La crise qui a récemment frappé la République centrafricaine (RCA) et dont les racines s’enfoncent dans des luttes pour le pouvoir politique, a menacé de détruire le tissu social sous-jacent qui depuis si longtemps est source de tolérance religieuse. Au cours de ce processus, près d’un million de personnes – pratiquement un cinquième de la population du pays – ont été forcées de fuir de l’endroit où elles vivaient. Il y a actuellement environ 485 000 personnes déplacées à l’intérieur (PDI) de la RCA auxquelles s’ajoutent 180 000 réfugiés centrafricains qui ont fui vers les pays voisins depuis décembre 2013.

CONSIGNES:
(a) D'après l'extrait, combien de réfugiés centrafricains ont fui vers les pays voisins depuis décembre 2013 ?
(b) Traduisez en anglais la phrase suivante de l'extrait : « Au cours de ce processus, près d'un million de personnes – pratiquement un cinquième de la population du pays – ont été forcées de fuir de l'endroit où elles vivaient. »

DONNÉES FOURNIES:
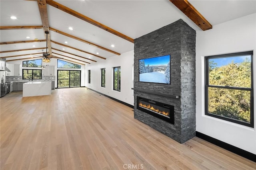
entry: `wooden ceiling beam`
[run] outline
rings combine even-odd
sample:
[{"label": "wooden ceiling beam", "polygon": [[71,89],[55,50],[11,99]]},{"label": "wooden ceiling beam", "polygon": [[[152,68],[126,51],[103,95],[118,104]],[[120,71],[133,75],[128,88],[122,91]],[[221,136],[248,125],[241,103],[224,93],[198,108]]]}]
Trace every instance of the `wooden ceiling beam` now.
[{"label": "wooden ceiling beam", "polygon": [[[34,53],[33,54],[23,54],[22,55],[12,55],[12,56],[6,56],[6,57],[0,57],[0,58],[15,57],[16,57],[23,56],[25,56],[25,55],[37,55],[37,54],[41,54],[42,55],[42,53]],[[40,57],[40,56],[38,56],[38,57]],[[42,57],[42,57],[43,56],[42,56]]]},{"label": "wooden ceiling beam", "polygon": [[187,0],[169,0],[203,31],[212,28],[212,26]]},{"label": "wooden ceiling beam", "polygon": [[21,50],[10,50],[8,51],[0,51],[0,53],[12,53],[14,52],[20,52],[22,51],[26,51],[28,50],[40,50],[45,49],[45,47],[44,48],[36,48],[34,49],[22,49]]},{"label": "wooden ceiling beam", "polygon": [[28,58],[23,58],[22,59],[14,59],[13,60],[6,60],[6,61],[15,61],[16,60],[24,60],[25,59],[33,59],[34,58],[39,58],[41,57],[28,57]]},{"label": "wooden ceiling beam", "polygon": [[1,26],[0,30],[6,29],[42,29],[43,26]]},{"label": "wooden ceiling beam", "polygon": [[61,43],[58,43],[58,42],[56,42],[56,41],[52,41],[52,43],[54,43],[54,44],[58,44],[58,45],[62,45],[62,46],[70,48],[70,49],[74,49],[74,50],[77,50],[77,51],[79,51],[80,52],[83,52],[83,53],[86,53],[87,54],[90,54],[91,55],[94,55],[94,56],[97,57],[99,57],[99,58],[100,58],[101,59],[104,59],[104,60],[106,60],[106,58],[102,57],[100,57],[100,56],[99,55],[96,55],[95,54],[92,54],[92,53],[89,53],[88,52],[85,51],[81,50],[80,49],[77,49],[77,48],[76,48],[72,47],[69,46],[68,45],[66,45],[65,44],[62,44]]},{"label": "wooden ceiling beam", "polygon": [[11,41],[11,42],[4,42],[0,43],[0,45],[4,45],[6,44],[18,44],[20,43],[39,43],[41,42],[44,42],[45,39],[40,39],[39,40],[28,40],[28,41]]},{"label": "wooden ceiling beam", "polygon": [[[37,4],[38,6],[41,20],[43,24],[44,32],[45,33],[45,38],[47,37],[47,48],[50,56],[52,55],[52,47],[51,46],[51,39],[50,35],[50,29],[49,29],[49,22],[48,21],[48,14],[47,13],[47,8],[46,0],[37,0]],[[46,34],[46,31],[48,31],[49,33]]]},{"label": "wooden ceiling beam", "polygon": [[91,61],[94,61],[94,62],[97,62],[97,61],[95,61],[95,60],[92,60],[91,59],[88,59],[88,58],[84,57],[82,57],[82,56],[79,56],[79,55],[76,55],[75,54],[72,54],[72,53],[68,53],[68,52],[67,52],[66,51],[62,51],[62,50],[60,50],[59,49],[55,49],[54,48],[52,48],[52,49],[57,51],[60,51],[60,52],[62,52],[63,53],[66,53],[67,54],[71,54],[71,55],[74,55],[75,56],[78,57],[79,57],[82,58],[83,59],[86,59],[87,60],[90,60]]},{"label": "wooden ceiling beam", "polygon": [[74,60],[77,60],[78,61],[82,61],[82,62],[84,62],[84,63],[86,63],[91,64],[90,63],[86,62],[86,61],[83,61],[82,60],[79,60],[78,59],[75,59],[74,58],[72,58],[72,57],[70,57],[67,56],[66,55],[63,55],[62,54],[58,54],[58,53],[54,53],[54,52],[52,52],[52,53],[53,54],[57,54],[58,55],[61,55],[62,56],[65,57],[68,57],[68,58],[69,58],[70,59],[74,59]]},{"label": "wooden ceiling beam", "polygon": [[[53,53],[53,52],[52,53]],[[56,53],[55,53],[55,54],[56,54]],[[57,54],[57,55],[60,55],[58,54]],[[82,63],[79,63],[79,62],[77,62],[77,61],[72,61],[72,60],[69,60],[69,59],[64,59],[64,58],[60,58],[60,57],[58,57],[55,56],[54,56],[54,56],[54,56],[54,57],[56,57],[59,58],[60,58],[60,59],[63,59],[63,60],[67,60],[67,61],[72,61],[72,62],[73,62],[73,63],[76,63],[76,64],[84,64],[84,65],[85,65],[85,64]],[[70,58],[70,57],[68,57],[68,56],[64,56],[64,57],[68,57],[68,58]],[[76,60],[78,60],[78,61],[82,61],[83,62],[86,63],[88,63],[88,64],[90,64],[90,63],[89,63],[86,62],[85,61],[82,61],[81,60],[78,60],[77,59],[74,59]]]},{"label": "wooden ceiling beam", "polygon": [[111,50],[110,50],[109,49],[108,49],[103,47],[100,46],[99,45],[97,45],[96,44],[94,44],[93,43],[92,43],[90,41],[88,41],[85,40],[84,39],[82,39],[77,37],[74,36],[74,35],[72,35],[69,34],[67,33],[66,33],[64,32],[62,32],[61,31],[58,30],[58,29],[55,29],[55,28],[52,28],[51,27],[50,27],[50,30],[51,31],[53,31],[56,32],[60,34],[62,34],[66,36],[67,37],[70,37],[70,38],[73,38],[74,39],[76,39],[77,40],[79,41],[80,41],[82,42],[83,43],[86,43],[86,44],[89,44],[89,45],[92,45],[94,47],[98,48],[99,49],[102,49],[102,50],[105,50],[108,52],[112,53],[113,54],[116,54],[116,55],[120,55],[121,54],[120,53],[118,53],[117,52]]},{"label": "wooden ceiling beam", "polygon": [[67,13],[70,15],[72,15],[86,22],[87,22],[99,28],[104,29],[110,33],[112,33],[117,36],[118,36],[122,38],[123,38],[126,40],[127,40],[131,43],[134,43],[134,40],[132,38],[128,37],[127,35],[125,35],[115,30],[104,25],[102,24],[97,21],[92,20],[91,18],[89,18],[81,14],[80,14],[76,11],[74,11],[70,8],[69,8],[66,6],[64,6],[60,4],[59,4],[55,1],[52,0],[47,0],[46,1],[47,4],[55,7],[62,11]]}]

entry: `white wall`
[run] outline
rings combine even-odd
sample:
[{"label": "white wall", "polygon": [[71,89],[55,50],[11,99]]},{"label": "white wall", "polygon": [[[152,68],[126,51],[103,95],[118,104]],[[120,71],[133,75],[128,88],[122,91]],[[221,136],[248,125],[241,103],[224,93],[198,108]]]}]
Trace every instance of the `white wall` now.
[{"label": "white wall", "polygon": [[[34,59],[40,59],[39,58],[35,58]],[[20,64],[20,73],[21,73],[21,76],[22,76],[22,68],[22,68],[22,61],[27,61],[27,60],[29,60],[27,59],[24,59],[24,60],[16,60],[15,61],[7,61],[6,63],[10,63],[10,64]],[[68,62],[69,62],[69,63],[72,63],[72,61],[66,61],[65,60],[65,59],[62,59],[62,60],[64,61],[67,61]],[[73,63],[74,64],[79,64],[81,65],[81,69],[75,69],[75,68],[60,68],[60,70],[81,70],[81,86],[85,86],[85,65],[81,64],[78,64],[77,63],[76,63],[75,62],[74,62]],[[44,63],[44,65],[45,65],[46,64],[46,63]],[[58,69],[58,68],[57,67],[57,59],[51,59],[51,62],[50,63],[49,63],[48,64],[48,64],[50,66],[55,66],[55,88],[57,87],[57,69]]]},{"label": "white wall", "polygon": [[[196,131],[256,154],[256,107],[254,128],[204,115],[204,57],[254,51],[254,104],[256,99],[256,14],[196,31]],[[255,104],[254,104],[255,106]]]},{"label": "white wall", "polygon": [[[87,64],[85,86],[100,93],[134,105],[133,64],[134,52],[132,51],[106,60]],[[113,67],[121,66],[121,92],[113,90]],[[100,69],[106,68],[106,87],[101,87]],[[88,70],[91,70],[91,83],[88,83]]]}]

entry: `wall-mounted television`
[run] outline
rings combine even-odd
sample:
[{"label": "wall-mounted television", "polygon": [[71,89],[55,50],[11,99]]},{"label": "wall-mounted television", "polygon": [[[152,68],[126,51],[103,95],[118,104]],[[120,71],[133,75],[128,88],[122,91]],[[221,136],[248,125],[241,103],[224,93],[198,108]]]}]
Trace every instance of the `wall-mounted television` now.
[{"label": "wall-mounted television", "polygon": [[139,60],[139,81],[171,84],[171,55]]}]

CORRIGÉS:
(a) 180 000 réfugiés centrafricains ont fui vers les pays voisins.

(b) In the process, nearly one million people – almost one fifth of the country's population – were forced to flee the place where they lived.